- [EXERCISE MATERIAL]:
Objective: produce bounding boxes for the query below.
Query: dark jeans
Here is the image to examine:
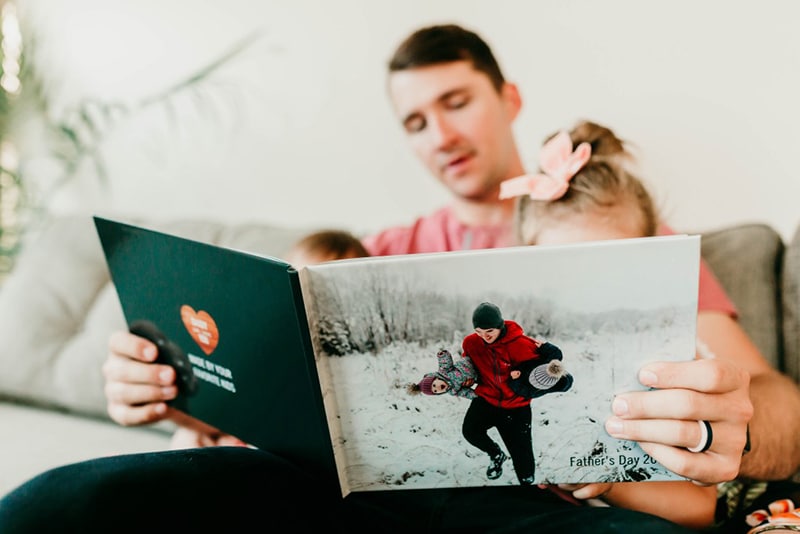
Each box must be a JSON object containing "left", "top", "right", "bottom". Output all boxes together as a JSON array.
[
  {"left": 0, "top": 447, "right": 691, "bottom": 534},
  {"left": 461, "top": 397, "right": 534, "bottom": 480}
]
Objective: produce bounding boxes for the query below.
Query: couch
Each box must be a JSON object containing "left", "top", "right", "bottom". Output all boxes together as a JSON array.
[{"left": 0, "top": 215, "right": 800, "bottom": 495}]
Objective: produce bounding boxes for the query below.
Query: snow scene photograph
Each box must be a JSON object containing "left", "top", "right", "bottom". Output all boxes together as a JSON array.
[{"left": 301, "top": 236, "right": 700, "bottom": 492}]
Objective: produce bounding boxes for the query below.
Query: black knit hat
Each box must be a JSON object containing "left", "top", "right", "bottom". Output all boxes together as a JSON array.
[{"left": 472, "top": 302, "right": 505, "bottom": 330}]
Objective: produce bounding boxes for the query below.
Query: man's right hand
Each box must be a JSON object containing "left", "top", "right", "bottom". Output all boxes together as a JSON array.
[{"left": 103, "top": 330, "right": 177, "bottom": 426}]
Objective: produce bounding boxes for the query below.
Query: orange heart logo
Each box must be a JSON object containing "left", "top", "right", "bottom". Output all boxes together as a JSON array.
[{"left": 181, "top": 304, "right": 219, "bottom": 356}]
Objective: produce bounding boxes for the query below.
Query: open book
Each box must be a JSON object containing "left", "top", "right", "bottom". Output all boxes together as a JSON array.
[{"left": 95, "top": 217, "right": 700, "bottom": 495}]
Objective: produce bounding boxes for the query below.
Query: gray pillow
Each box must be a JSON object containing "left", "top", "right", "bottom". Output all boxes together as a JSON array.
[
  {"left": 783, "top": 227, "right": 800, "bottom": 382},
  {"left": 701, "top": 223, "right": 784, "bottom": 369},
  {"left": 0, "top": 216, "right": 306, "bottom": 418}
]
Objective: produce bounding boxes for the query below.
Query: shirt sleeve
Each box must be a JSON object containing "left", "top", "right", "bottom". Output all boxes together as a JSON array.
[{"left": 658, "top": 224, "right": 739, "bottom": 319}]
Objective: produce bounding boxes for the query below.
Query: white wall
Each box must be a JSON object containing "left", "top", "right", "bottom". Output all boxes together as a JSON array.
[{"left": 12, "top": 0, "right": 800, "bottom": 238}]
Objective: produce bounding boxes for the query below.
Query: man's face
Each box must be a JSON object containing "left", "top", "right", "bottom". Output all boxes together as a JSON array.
[
  {"left": 475, "top": 328, "right": 500, "bottom": 345},
  {"left": 389, "top": 61, "right": 523, "bottom": 201}
]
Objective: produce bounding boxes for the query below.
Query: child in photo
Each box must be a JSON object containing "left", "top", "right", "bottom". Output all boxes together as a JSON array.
[{"left": 407, "top": 349, "right": 478, "bottom": 399}]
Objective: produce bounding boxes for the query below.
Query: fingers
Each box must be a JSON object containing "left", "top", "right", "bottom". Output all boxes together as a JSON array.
[
  {"left": 639, "top": 444, "right": 742, "bottom": 485},
  {"left": 108, "top": 330, "right": 158, "bottom": 362},
  {"left": 639, "top": 359, "right": 750, "bottom": 393},
  {"left": 605, "top": 359, "right": 753, "bottom": 484},
  {"left": 558, "top": 482, "right": 612, "bottom": 500},
  {"left": 611, "top": 388, "right": 753, "bottom": 426},
  {"left": 102, "top": 331, "right": 178, "bottom": 426},
  {"left": 106, "top": 402, "right": 167, "bottom": 426}
]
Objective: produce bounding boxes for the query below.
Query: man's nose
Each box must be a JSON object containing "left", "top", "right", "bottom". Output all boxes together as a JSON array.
[{"left": 429, "top": 113, "right": 458, "bottom": 150}]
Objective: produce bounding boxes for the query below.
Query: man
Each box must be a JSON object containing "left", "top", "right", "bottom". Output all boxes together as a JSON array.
[
  {"left": 0, "top": 22, "right": 800, "bottom": 532},
  {"left": 364, "top": 25, "right": 800, "bottom": 481}
]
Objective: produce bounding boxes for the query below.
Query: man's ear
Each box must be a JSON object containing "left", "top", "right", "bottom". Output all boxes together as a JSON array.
[{"left": 500, "top": 82, "right": 522, "bottom": 121}]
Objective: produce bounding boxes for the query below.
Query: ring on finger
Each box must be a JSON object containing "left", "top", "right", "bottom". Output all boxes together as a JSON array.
[{"left": 686, "top": 420, "right": 714, "bottom": 452}]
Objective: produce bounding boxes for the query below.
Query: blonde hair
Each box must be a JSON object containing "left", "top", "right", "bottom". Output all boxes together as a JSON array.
[
  {"left": 286, "top": 229, "right": 369, "bottom": 267},
  {"left": 514, "top": 121, "right": 658, "bottom": 245}
]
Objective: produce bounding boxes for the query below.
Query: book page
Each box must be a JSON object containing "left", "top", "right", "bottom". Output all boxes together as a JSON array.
[{"left": 302, "top": 236, "right": 700, "bottom": 491}]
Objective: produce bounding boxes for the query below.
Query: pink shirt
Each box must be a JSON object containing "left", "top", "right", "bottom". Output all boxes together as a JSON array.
[{"left": 362, "top": 207, "right": 738, "bottom": 318}]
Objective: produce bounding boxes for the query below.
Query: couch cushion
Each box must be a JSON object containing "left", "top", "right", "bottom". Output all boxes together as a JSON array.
[
  {"left": 701, "top": 223, "right": 784, "bottom": 369},
  {"left": 0, "top": 216, "right": 306, "bottom": 418},
  {"left": 782, "top": 227, "right": 800, "bottom": 383}
]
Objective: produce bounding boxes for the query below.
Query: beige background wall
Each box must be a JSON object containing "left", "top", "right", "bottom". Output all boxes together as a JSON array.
[{"left": 14, "top": 0, "right": 800, "bottom": 237}]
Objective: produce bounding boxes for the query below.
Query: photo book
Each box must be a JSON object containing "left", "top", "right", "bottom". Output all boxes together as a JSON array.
[{"left": 94, "top": 216, "right": 700, "bottom": 496}]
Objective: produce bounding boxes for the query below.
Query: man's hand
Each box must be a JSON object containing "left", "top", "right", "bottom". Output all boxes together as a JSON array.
[
  {"left": 103, "top": 330, "right": 178, "bottom": 426},
  {"left": 606, "top": 358, "right": 753, "bottom": 484},
  {"left": 170, "top": 426, "right": 247, "bottom": 449}
]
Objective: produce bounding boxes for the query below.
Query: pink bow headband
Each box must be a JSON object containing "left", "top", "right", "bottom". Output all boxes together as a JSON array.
[{"left": 500, "top": 131, "right": 592, "bottom": 200}]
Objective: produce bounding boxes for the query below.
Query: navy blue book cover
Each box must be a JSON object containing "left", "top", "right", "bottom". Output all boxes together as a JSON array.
[
  {"left": 95, "top": 217, "right": 700, "bottom": 496},
  {"left": 94, "top": 217, "right": 338, "bottom": 496}
]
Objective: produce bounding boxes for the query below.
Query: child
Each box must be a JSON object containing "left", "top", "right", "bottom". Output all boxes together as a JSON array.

- [DO THIS]: Transcribe the records word for word and include no pictures.

- [REPLY TO THE TASK]:
Objective: produce bounding boxes for the query below.
Query: dark jeans
Here is the image to examine:
Each box must be a JSON object containing "left", "top", "right", "bottom". Output all boxes together as a JSON array.
[
  {"left": 0, "top": 447, "right": 691, "bottom": 534},
  {"left": 461, "top": 397, "right": 534, "bottom": 480}
]
Objective: produce bounding boxes for the query below.
Query: couch
Each box must be a JSON object containing "left", "top", "right", "bottom". Output all boxes together as a JSON array.
[{"left": 0, "top": 215, "right": 800, "bottom": 495}]
Objective: produce bounding boxes for the query below.
Query: snow scene photograph
Each box must be a JSON object containing "left", "top", "right", "bottom". Output all boxes together as a JSON array.
[{"left": 301, "top": 236, "right": 700, "bottom": 492}]
Objective: produce bounding boxes for the query below.
Query: black knit hat
Each box must be a JSON object containing "left", "top", "right", "bottom". Output all boxes together as a JSON array.
[{"left": 472, "top": 302, "right": 505, "bottom": 330}]
Objective: produce bounding boxes for the query below.
Query: man's right hand
Each box must be a JSON object containing "left", "top", "right", "bottom". Output all boxes together as a JSON array.
[{"left": 103, "top": 330, "right": 177, "bottom": 426}]
Objective: produce bounding boxes for the query below.
Query: orange heart logo
Each box must be a JSON object containing "left", "top", "right", "bottom". Output all boxes together as a JSON array.
[{"left": 181, "top": 304, "right": 219, "bottom": 356}]
Objective: produce bounding boxes for the query below.
Query: open book
Each box must be a JSON object containing "left", "top", "right", "bottom". Output all boxes together as a JSON array.
[{"left": 95, "top": 217, "right": 700, "bottom": 495}]
Objective: produce bounding boxes for the query below.
Query: gray pillow
Each box must be a JSON object containing "left", "top", "right", "bottom". Output all boxes together as a JSON array.
[
  {"left": 783, "top": 227, "right": 800, "bottom": 382},
  {"left": 701, "top": 223, "right": 784, "bottom": 369},
  {"left": 0, "top": 216, "right": 306, "bottom": 418}
]
Objective: produce bounding boxes for the query below.
Query: shirt sleeve
Each box must be a JSON object containing "left", "top", "right", "bottom". Output all boxes together as a JSON array.
[{"left": 658, "top": 224, "right": 739, "bottom": 319}]
Objective: produce bounding boxes for the query below.
Query: white wall
Each box must be a JSON object containing "left", "top", "right", "bottom". Output all boxes together as a JSON array.
[{"left": 12, "top": 0, "right": 800, "bottom": 238}]
Objective: produce bounding boxes for the query below.
Query: man's face
Each box must be a JSON object containing "left", "top", "right", "bottom". Output all boxes together as a JSON array.
[
  {"left": 475, "top": 328, "right": 500, "bottom": 345},
  {"left": 389, "top": 61, "right": 523, "bottom": 201}
]
Objective: produce bounding boxes for the query below.
Query: child in photo
Each box must be a JSON object containing "left", "top", "right", "bottom". Output all boxes together as a JSON array.
[{"left": 407, "top": 349, "right": 478, "bottom": 399}]
Objective: produce bounding boxes for the query below.
Query: fingers
Each box must be a JSON object containing "left", "top", "right", "bottom". Output all boxes together as a JSON array.
[
  {"left": 639, "top": 444, "right": 742, "bottom": 485},
  {"left": 108, "top": 330, "right": 158, "bottom": 362},
  {"left": 639, "top": 359, "right": 750, "bottom": 393},
  {"left": 605, "top": 359, "right": 753, "bottom": 484},
  {"left": 558, "top": 482, "right": 612, "bottom": 500},
  {"left": 611, "top": 388, "right": 753, "bottom": 426},
  {"left": 102, "top": 331, "right": 178, "bottom": 426},
  {"left": 106, "top": 402, "right": 167, "bottom": 426}
]
Objective: produce bounding boxes for the query below.
Query: man's nose
Each box must be a JSON object containing "left", "top", "right", "bottom". Output all boxes together as a JSON array.
[{"left": 429, "top": 113, "right": 458, "bottom": 150}]
Objective: produce bounding boxes for the query below.
Query: man
Each box must be a JSON object containing "left", "top", "right", "bottom". Output all boxes together as a JSON array.
[
  {"left": 0, "top": 22, "right": 800, "bottom": 532},
  {"left": 364, "top": 25, "right": 800, "bottom": 481}
]
Objective: produce bounding boxes for the query below.
Query: man's ear
Each box must be a JSON object containing "left", "top", "right", "bottom". Output all boxes together as a JSON array.
[{"left": 500, "top": 82, "right": 522, "bottom": 121}]
Objective: produce bounding boxes for the query below.
Query: ring on finger
Each box must be a JSON object containing "left", "top", "right", "bottom". Output all boxes together as a JSON array.
[{"left": 686, "top": 420, "right": 714, "bottom": 452}]
Objective: produce bounding boxes for the query below.
Query: blonde hair
Each box must be a JSON object containing "left", "top", "right", "bottom". Output all boxes together as a JSON array.
[
  {"left": 286, "top": 229, "right": 369, "bottom": 267},
  {"left": 514, "top": 121, "right": 658, "bottom": 245}
]
Objective: produce bounding boxes for the query below.
Query: book page
Each box must be a JSON object containing "left", "top", "right", "bottom". Output all boxes together as a JSON array.
[{"left": 302, "top": 236, "right": 700, "bottom": 491}]
Objective: produce bounding boxes for the query below.
Query: pink shirt
Each box must be a JSON object containing "left", "top", "right", "bottom". Output all boxes together as a JSON array.
[{"left": 362, "top": 207, "right": 738, "bottom": 318}]
Objective: produce bounding boxes for the query below.
Query: couch cushion
Each box must be a JSON object containing "left", "top", "right", "bottom". Output all boxes together as a JSON array.
[
  {"left": 701, "top": 223, "right": 784, "bottom": 369},
  {"left": 0, "top": 216, "right": 306, "bottom": 418},
  {"left": 782, "top": 227, "right": 800, "bottom": 383}
]
Objective: produce bounding boxes for the query below.
Query: beige background wall
Each box must be a JSON object containing "left", "top", "right", "bottom". Output all boxes together as a JSON array.
[{"left": 14, "top": 0, "right": 800, "bottom": 237}]
Objective: produce bounding boxes for the query below.
Query: photo book
Each box must be a JSON object containing "left", "top", "right", "bottom". Output all boxes together as a JSON array.
[{"left": 94, "top": 216, "right": 700, "bottom": 496}]
Objective: produce bounding boxes for the query below.
Query: man's hand
Each box must be a JSON object containing "left", "top", "right", "bottom". Output all boxes together as a JSON array.
[
  {"left": 103, "top": 330, "right": 178, "bottom": 426},
  {"left": 606, "top": 358, "right": 753, "bottom": 484},
  {"left": 170, "top": 426, "right": 247, "bottom": 449}
]
Objective: produce bounding boxes for the query below.
Query: pink bow headband
Each box must be a JSON object containing "left", "top", "right", "bottom". Output all boxes together as a JSON array.
[{"left": 500, "top": 131, "right": 592, "bottom": 200}]
Objective: produce bounding boxes for the query below.
Query: navy blue book cover
Each box must be a JSON object containing "left", "top", "right", "bottom". Output all boxes together as a JSON array.
[
  {"left": 95, "top": 217, "right": 700, "bottom": 496},
  {"left": 94, "top": 217, "right": 338, "bottom": 496}
]
Objective: produce bounding boxes for the query below.
Query: child
Each box must be a JSON object containing "left", "top", "right", "bottom". Output all boxes together as a JSON array.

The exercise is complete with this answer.